## Task directions
Here are some records; quote them exactly, leaving out the pictures.

_ _ _

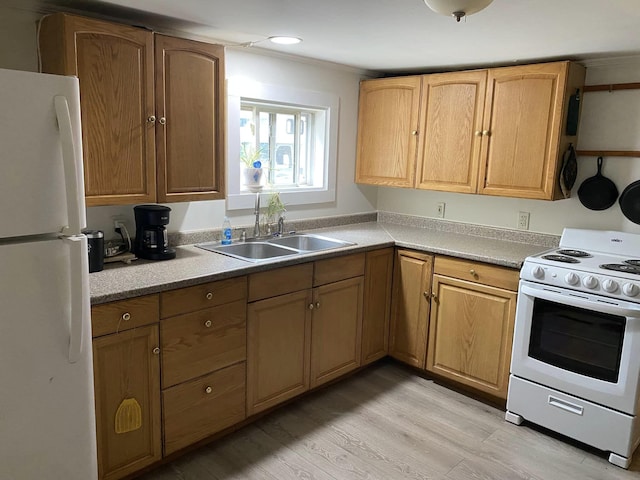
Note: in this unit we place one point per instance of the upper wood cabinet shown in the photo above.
(495, 132)
(142, 107)
(524, 129)
(114, 64)
(388, 122)
(451, 135)
(190, 99)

_ _ _

## Result
Note: in this unit we place one point per instance of the upper wood cabinet shown in the photo above.
(495, 132)
(142, 107)
(524, 129)
(114, 64)
(388, 122)
(451, 135)
(190, 99)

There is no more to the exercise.